Text excerpt ::
Write More Letters

A postcard bearing the message 'Write More Letters'.

About nine years ago I signed up for something called the Letter Writers Alliance, an organisation founded to maintain and promote the art of letter writing. I’d been in two minds about joining it, as I gathered that a large part of the Alliance’s activity was conducted on Facebook, and I had, with great satisfaction, closed my account there some time before. Even so, I completed a form and paid a small one-off membership fee, in return for which I was sent some ephemera: a membership card; a badge; and a couple of postcards (one of them shown above). Meanwhile, and more importantly, I was provided with the contact details of two prospective correspondents.

One of these exchanges did not flourish. After a promising initial round of letters with a lawyer in São Paulo, I mis-addressed my next letter by transposing two digits in the CEP (Post Code) which meant that about two or three months later the letter was returned to me, undelivered & unread. I tried sending another after that, but wasn’t surprised that it went unanswered. The other correspondence, however (with a journalist in New Mexico), did develop, and thrives to this day. It’s now my longest-running ‘conversation’ with someone I’ve never met. Even though I didn’t afterwards participate in the LWA’s activities (and wasn’t even aware until the other day that those had ceased in 2020), I remain grateful to them for enabling a long-running epistolary friendship.

Record set ::
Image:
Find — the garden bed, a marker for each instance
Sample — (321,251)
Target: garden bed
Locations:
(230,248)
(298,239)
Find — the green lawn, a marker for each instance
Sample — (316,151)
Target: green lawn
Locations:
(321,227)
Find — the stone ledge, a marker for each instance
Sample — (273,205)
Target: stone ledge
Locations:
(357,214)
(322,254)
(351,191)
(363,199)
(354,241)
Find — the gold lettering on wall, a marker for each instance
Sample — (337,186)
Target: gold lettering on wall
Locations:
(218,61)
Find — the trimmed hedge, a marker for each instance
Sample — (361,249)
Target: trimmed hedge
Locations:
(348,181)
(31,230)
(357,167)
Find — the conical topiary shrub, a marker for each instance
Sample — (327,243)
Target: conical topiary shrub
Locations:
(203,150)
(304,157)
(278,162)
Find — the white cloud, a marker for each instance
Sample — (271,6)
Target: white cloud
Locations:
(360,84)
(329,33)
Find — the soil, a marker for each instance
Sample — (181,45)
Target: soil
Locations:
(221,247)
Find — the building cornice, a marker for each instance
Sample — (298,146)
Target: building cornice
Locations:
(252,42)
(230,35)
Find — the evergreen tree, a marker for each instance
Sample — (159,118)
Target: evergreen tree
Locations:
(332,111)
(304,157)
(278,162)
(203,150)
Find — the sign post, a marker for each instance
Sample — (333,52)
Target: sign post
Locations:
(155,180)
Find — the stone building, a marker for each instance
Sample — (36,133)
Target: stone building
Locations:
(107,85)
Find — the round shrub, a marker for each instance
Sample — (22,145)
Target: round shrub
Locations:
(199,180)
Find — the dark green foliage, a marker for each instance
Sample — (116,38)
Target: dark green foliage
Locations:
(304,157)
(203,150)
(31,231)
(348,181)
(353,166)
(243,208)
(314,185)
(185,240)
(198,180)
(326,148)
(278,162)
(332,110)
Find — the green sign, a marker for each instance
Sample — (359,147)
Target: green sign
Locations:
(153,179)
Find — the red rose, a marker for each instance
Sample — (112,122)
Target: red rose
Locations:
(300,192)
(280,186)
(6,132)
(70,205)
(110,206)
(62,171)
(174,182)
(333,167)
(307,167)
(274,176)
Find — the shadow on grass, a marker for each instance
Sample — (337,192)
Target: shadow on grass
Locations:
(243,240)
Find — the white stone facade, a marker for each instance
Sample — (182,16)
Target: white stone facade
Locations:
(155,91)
...
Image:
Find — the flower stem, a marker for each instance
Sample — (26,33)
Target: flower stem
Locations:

Requirement 1 :: Name each item of ephemera that the writer of the letter-writing text received after paying the membership fee.
Requirement 2 :: Continue the letter-writing text from its final sentence.

Expected answer 1 ::
- A membership card
- A badge
- A couple of postcards

Expected answer 2 ::
‘Write More Letters’ is something I strove to do after moving to my current address, recently bereaved, short of funds, and having a dog and two cats to look after. I thought it would offer a good way of making some strong connections despite my having relatively little free time or ready money to spare: and so it proved. Year on year I scribbled and typed more & more, until, in the pandemic year of 2020, I was averaging close to a dozen letters a month. Since then I’ve slowed down somewhat, but still managed to send about ninety letters last year. Nowadays, with postal services under increasing strain as the volumes of mail continue to fall, while costs and prices rise, I wonder for how much longer the pleasure of sending and receiving ‘snail mail’ will continue to even be an option.